■ **Text**
++++++++++++++++++++
You could present the concept of the Flipped Classroom to the director of the school and the CIO. You could show them how the Flipped Highschool has reported a positive outcome in both test results and discipline.
The CIO could see if the school has the necessary technoly to support the teachers' work in flipping the classroom. If not, he could design a plan with the goal of getting all what is needed for a successful implementation.
They could survey the students and teachers. Finally, the school should implement a teachers' training program on how to effectively flip the classroom. Voilá! There they go. :)
I personally believe the Flipped Classroom is one of the best tools in education at the moment.
Yes and that is the beauty of technoogy. I think this is a good move if you are ready to take up the challenge. At one point you do need to take the challenge and do the change over from manual to automatic so this is the time to test it before throwing them straight away.
I don't think they have extra work, on the contrary, it's less at home and more in class.
The length of the recorded lectures varies according to subject, and topic. This is also good because the video lecture can concentrate on only one thing at a time, if necessary. Another great advantage is that the students can reply the lecture as many times as they need/want. --You can't pause and reply the live teacher, can you?-- This is nice because many teachers are bothered if students interrup with a question in the middle of the lecture.
++++++++++++++++++++
■ **Task instructions**
1 > Copy the stretch of the flipped classroom passage from "You could present" through "results and discipline." without changing a word.
2 > Carry on the flipped classroom passage from the point where it stops.
++++++++++++++++++++
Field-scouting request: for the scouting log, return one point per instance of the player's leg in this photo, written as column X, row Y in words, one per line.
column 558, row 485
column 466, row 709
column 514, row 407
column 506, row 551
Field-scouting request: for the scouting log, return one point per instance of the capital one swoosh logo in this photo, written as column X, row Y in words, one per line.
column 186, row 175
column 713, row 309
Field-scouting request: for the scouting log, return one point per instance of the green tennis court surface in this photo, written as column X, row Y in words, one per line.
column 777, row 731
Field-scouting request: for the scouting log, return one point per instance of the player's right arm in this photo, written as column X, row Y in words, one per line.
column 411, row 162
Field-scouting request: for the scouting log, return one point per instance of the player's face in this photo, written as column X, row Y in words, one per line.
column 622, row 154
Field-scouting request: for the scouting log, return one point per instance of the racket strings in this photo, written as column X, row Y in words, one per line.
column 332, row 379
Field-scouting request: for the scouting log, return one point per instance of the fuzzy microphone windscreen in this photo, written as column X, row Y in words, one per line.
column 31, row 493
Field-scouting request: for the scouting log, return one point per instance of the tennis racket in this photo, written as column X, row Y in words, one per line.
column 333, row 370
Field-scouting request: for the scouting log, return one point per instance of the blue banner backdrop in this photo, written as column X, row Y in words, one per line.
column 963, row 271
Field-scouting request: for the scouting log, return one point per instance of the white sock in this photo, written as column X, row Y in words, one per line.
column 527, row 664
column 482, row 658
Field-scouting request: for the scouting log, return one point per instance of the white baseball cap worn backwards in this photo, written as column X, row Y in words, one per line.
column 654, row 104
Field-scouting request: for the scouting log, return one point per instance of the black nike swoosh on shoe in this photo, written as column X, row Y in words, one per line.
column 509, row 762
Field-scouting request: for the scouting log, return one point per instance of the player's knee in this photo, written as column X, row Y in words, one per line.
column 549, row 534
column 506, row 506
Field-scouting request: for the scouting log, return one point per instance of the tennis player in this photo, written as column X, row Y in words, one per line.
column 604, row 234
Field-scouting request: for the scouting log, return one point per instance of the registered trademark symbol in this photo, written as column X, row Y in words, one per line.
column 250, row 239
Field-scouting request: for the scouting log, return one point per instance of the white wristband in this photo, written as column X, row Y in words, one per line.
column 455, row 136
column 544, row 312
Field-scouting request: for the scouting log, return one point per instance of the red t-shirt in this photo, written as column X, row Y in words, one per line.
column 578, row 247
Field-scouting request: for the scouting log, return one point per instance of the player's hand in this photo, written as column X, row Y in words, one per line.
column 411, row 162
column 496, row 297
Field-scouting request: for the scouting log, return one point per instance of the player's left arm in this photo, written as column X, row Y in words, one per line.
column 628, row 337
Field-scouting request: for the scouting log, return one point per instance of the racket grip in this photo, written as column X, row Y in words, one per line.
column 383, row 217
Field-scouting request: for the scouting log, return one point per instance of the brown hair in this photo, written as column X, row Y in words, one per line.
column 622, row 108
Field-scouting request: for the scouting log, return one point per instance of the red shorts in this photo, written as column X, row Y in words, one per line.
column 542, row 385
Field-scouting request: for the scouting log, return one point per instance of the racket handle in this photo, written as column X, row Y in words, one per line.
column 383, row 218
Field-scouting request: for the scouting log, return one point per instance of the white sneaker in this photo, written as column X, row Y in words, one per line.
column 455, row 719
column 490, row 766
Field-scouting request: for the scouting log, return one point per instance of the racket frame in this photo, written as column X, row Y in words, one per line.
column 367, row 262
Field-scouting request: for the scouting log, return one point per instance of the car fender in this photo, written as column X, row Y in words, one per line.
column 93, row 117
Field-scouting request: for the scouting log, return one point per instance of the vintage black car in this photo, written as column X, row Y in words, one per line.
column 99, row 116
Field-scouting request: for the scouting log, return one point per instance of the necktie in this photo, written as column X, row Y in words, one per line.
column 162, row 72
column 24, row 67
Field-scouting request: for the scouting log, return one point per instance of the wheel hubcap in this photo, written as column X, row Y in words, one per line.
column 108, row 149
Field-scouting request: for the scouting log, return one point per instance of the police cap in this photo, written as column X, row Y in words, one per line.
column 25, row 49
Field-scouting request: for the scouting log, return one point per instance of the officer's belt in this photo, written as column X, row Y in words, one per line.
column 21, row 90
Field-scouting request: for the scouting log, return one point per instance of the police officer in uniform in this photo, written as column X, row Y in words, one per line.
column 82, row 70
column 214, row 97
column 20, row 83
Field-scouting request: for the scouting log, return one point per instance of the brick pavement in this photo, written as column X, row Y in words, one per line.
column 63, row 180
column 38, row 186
++++++++++++++++++++
■ **Outputs by task**
1 >
You could present the concept of the Flipped Classroom to the director of the school and the CIO. You could show them how the Flipped Highschool has reported a positive outcome in both test results and discipline.

2 >
The students don't have to do more work at home. On the contrary, they spend less time "attending" the lectures in their homes/libraries, as if they were in class. Homework --the practical application of the subject-- is done with the teacher's supervision and help in class. So if the students have questions, don't understand something, need help, etc, the teacher is there. At home the parents are not really capable to help like a teacher does.
I believe the flipped classroom can help many kids in actually learning the stuff they have to learn with less cheatting, with more motivation, and understanding more about what they learn. Anyone (parent, sibling, friend) can do their homework at home. In class, they have to do it themselves.
Did you watch some of the lessons from the Flipped Highschool's class content? I think they're doing a great job, and getting good results that show it works better than the traditional classroom, which I do believe to be true. Here is a Science lesson, on DNA and RNA.
I was fascinated by this 25-minute Algebra lesson. :) It looks easy, and everything. I was one of those cases in Math, who would have loved to be able to pause the teacher when needed.
I like this idea, it is very innovative. I enjoy that the student has all the material at home and they can review it in order to understand the material better, if they require more assistance they can reach out to the teacher during class. I think approach will depend on the student population. I have heard of student whom even with the material available wait until the last minute to prepare for an exam, in such cases a regular classroom will be the best choice. At least, its good to know you have such option availabe.
What an innovative concept. This could really help students learn better, since it's often only after you think you learned the material that you realize you missed something, then, in the traditional homework way, there's no one to ask. This idea combined with the one laptop, one child philosophy making sure each child has access to technology for educational purposes could create a class of highly educated people to be the next leaders. How could you help them flip the class in your local school?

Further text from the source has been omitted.